Your objective
In the passage on public speaking and perfectionism, switch "statue" to "sculpture" and write out the part that opens with the words containing "Public Speaking and" and closes with "or a painting.".

Given passage

:::::

02March 2025

Public Speaking Tips on Perfectionism

Public Speaking and Perfectionism should probably never appear in the same sentence together.
A good presentation is living, evolving, and dynamic, and so it can never be statically perfect like a statue or a painting.
There is an allegory about a pearl fisher who finds an enormous pearl.  It is huge, beautiful and probably very valuable, but it has a small flaw just under the surface.  The pearl fisher decides to remove the pearl's outer layer to remove the flaw, only to find that it appears to be one layer deeper.  He becomes so fixated on removing the flaw that he takes off layer after layer until all he us left with is a pearl that is small and worthless.
So be careful that your quest for the perfect presentation does not end up destroying all the life and beauty that comes from being natural and spontaneous.

Perfectionism to Public Speaking stands in the same relationship as a Greek statue to a human being; they both have their place, but after a while we will want to swap the cold perfection of a statue for the fallible warmth of a human being.
And maybe in this age of airbrushing and AI enhancement, this is even more pertinent. 
The idealised images we see before us belong on a page or on a computer screen, they are not real.

:::::

Data excerpts
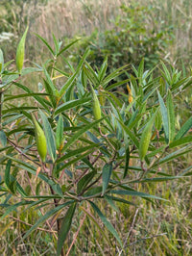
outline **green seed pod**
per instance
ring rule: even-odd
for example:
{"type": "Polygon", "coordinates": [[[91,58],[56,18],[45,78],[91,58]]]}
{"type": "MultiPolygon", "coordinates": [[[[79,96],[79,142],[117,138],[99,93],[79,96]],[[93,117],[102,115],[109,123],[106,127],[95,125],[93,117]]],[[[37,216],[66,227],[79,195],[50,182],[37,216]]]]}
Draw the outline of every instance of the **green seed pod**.
{"type": "Polygon", "coordinates": [[[19,72],[19,75],[21,74],[21,70],[23,68],[23,63],[24,63],[24,55],[25,55],[25,39],[28,32],[28,28],[26,28],[23,37],[21,38],[17,49],[16,49],[16,68],[19,72]]]}
{"type": "Polygon", "coordinates": [[[98,120],[101,118],[102,116],[102,112],[101,112],[101,107],[100,107],[100,103],[99,103],[99,99],[95,93],[94,89],[92,88],[92,86],[90,85],[90,89],[91,89],[91,93],[93,96],[92,102],[93,102],[93,115],[95,117],[95,120],[98,120]]]}
{"type": "Polygon", "coordinates": [[[36,117],[32,115],[32,119],[35,125],[35,135],[36,135],[36,141],[38,154],[42,160],[45,162],[46,155],[47,155],[47,142],[44,132],[38,122],[36,121],[36,117]]]}
{"type": "Polygon", "coordinates": [[[140,139],[140,142],[139,142],[139,148],[138,148],[138,153],[139,153],[139,157],[140,157],[141,161],[144,160],[144,158],[147,154],[148,148],[149,148],[150,141],[152,138],[152,129],[153,129],[153,125],[154,125],[155,115],[156,115],[156,114],[149,120],[149,122],[145,126],[145,128],[142,132],[142,135],[141,135],[141,139],[140,139]]]}
{"type": "Polygon", "coordinates": [[[2,73],[4,70],[4,58],[3,58],[3,52],[0,49],[0,73],[2,73]]]}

:::::

Answer for the task
Public Speaking and Perfectionism should probably never appear in the same sentence together.
A good presentation is living, evolving, and dynamic, and so it can never be statically perfect like a sculpture or a painting.